─── SOURCE RECORDS ───

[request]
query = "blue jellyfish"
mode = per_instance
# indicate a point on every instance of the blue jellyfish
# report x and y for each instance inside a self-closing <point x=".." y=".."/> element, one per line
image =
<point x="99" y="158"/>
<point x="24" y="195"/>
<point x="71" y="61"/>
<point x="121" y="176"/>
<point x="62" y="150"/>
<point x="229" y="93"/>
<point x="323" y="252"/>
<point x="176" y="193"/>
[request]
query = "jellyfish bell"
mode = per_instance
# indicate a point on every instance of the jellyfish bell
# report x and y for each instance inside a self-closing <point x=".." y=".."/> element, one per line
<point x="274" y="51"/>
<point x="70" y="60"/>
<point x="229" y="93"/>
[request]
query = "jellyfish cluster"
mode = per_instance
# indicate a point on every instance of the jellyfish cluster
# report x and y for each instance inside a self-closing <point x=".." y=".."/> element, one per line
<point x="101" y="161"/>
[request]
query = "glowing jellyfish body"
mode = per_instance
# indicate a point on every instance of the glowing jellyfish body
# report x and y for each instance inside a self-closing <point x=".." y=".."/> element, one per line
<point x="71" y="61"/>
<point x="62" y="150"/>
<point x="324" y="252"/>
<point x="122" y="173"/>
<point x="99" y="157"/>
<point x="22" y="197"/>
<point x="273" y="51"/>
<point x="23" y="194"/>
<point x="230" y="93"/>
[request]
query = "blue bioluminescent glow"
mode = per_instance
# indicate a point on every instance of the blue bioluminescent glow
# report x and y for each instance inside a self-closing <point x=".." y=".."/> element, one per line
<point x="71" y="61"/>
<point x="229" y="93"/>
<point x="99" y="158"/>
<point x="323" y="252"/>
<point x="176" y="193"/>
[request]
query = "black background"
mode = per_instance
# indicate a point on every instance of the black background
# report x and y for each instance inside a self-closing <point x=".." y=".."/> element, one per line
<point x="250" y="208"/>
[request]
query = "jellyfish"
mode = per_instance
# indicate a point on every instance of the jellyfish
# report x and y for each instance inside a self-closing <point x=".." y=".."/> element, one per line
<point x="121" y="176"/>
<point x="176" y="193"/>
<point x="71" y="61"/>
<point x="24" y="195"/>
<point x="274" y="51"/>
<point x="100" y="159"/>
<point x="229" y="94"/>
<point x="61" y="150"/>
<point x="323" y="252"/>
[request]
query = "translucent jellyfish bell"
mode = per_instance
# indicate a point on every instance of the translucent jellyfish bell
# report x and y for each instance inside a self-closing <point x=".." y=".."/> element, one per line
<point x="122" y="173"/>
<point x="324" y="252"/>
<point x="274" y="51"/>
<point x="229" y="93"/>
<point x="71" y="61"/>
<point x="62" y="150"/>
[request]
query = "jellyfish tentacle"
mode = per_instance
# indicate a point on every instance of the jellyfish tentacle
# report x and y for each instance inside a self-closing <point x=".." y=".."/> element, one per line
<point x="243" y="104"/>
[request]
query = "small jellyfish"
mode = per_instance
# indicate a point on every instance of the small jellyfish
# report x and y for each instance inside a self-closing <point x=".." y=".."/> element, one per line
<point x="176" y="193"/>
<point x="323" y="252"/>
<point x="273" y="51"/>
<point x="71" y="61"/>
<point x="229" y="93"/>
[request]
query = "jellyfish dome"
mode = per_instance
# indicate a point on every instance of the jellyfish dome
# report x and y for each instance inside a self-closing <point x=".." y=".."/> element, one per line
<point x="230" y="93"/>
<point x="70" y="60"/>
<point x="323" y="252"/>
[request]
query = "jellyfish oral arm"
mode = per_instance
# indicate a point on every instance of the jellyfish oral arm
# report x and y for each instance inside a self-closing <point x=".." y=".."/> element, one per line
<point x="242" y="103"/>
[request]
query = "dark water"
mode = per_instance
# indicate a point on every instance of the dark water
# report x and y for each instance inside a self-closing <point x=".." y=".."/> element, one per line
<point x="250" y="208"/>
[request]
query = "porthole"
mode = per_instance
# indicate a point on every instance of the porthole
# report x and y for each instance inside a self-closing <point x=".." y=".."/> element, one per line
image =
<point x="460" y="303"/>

───
─── SOURCE RECORDS ───

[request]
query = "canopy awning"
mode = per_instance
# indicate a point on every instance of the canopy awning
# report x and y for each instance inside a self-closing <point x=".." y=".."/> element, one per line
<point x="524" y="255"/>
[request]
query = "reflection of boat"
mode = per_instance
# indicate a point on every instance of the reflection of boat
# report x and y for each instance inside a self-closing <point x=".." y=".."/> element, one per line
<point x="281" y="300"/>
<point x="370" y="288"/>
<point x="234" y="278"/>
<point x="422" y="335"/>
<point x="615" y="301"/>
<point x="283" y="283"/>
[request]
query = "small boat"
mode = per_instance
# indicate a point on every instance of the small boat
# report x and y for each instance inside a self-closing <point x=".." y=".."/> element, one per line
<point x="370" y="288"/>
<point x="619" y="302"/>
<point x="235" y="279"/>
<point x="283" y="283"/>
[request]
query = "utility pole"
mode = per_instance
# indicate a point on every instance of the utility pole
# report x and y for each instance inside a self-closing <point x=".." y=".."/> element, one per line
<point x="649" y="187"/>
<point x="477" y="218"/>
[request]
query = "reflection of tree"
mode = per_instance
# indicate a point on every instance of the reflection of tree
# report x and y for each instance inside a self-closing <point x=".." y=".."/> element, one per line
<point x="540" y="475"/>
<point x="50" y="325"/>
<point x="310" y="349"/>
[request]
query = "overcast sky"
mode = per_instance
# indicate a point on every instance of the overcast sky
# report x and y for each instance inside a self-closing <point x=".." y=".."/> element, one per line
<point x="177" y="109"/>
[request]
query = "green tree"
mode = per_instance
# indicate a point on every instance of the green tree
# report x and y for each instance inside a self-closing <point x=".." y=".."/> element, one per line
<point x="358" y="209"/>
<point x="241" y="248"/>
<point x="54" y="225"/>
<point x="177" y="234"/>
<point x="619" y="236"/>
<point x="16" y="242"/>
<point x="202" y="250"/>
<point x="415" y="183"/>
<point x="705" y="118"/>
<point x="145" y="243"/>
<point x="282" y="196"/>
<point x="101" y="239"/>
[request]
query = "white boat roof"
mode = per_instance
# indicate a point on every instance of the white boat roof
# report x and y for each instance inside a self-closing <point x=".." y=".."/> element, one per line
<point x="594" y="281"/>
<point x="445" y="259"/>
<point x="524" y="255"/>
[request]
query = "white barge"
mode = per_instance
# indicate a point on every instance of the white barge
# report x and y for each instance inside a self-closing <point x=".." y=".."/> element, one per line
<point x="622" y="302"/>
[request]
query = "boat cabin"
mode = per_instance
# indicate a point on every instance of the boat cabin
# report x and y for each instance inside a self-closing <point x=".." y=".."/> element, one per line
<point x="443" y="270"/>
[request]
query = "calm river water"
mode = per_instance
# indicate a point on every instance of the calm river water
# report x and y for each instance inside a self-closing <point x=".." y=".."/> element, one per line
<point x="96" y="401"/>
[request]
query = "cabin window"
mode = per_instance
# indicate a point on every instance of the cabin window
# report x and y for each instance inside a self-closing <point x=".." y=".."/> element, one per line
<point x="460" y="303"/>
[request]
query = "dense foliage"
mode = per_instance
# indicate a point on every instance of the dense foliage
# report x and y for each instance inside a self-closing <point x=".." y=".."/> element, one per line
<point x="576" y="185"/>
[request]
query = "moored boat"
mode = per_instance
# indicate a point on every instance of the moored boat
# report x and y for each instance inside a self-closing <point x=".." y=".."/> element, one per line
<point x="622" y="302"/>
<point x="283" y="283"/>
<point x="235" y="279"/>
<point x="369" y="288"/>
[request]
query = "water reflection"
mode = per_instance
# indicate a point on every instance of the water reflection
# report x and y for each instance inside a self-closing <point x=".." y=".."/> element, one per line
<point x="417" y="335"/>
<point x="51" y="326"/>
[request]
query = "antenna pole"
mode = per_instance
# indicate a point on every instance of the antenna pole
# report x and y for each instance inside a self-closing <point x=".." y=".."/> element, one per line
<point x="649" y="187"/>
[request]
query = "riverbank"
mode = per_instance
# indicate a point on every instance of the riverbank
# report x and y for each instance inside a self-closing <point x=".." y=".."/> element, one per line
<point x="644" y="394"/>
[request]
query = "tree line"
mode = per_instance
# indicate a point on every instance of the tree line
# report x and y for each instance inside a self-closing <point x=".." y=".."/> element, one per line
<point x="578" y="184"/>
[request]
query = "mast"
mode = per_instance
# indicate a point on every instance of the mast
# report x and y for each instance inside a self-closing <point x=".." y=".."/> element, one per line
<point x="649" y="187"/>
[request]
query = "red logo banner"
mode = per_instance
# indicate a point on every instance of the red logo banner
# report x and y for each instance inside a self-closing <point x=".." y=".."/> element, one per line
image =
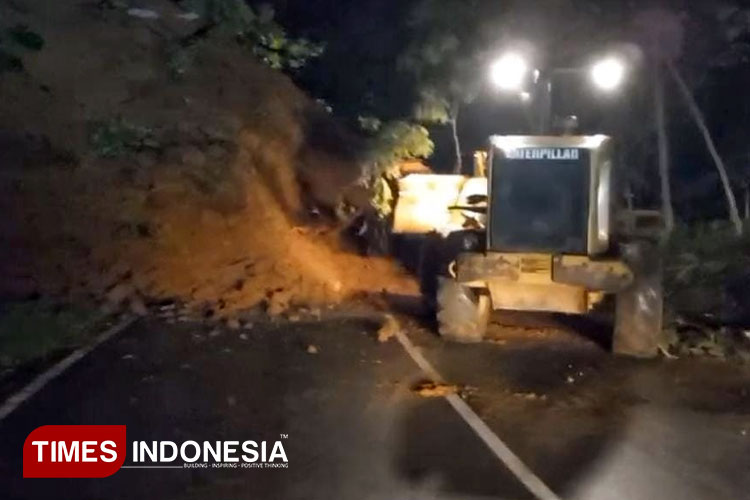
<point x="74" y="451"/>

───
─── SOURCE RECORDS ───

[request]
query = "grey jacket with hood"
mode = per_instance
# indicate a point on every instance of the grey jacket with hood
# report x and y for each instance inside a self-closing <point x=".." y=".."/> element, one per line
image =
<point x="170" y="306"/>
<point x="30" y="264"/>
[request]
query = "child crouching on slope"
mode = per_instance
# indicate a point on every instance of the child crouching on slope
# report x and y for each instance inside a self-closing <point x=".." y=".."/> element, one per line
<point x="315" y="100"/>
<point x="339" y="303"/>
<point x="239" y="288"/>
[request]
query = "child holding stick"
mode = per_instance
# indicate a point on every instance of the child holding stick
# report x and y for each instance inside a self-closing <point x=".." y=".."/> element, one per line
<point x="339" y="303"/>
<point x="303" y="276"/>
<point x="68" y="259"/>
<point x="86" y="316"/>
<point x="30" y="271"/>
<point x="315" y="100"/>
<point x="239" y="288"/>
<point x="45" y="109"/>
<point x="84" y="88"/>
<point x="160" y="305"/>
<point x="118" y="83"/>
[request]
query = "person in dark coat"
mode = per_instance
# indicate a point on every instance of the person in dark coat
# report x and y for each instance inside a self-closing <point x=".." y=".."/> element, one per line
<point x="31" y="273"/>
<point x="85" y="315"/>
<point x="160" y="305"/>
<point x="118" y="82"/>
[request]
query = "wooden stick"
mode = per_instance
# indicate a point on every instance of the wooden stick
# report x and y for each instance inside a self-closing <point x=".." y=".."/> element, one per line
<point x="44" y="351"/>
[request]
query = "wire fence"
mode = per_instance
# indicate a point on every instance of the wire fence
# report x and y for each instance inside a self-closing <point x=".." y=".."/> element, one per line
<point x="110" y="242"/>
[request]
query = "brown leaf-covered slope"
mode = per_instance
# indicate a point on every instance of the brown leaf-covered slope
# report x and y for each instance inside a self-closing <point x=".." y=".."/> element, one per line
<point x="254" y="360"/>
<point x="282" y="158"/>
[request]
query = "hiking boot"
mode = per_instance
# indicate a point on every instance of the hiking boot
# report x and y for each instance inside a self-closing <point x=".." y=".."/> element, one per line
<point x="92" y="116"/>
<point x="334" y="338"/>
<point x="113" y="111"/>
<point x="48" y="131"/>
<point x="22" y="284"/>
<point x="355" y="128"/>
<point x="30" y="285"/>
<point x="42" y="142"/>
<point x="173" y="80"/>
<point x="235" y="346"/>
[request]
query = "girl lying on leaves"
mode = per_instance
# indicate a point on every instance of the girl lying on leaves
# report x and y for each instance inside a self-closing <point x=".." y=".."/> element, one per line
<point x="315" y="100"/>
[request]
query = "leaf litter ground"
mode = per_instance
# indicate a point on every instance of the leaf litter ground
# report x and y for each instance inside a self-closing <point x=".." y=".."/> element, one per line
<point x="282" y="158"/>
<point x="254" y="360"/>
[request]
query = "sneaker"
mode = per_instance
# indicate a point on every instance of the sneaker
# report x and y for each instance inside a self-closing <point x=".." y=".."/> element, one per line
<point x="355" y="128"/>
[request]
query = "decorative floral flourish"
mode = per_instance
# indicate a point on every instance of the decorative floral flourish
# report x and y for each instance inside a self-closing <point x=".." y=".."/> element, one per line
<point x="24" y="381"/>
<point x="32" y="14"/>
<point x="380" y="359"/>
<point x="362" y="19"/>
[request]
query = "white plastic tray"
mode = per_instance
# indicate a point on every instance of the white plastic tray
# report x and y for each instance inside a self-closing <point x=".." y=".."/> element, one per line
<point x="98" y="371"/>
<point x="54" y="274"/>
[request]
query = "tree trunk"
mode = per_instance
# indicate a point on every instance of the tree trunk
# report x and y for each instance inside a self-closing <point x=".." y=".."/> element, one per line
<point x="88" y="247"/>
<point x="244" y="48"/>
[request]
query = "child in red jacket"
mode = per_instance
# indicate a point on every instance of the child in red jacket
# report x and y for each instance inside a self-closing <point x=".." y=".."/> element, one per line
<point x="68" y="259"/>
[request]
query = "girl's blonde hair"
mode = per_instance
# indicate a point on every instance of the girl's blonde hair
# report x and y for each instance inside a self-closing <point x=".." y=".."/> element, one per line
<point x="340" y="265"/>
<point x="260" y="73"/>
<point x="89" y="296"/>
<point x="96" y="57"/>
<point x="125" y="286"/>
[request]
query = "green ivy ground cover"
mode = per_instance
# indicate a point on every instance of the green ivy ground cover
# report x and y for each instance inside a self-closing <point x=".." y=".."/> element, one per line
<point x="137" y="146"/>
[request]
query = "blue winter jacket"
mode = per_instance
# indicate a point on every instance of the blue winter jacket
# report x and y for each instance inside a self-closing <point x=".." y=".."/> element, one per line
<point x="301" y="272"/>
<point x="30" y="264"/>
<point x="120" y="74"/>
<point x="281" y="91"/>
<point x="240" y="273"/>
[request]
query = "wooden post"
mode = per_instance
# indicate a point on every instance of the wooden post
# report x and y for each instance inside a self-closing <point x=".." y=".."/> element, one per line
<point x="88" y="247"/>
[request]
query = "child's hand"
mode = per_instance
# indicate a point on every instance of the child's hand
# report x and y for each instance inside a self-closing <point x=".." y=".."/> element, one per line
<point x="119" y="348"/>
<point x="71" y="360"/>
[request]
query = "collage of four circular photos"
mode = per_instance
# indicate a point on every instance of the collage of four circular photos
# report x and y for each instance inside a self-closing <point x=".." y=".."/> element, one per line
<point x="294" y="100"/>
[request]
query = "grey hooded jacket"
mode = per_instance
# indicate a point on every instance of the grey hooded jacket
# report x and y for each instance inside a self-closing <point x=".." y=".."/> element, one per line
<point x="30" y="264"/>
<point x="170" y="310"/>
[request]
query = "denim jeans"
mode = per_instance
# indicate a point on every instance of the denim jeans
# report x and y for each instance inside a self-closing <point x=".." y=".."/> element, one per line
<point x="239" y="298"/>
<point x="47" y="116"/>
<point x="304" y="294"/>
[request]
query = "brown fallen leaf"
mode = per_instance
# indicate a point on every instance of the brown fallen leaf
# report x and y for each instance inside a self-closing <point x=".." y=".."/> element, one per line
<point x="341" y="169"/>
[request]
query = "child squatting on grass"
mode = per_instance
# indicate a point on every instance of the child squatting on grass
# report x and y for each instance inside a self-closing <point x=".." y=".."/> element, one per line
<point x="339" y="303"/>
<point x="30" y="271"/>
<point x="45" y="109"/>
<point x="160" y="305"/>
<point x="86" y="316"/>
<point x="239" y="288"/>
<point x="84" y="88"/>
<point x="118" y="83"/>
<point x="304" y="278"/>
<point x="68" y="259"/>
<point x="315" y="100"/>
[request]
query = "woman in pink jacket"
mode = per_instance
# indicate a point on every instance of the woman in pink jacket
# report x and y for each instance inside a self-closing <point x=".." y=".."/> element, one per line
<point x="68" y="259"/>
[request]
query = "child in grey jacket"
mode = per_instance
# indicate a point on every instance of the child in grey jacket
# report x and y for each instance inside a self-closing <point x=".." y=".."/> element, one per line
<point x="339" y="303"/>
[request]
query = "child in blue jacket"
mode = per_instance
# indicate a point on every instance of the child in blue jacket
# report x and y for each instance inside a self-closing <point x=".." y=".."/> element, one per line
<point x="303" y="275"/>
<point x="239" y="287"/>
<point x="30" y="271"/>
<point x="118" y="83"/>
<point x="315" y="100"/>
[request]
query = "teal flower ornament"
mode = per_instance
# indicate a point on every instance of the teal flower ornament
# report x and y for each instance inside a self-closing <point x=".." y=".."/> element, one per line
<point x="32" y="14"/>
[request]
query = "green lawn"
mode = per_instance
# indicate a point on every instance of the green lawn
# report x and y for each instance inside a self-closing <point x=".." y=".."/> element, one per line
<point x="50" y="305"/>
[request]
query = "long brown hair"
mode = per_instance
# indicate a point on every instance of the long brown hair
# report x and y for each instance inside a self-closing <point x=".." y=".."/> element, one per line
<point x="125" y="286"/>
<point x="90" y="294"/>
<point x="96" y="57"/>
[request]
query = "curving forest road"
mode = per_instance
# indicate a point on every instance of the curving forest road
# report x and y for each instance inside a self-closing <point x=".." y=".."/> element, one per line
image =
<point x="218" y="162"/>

───

Please report each line of the records that contains the word "antenna", copying the line in full. Case counts when matching.

* **TASK ANSWER**:
query = "antenna pole"
# indicate a point on every instance of the antenna pole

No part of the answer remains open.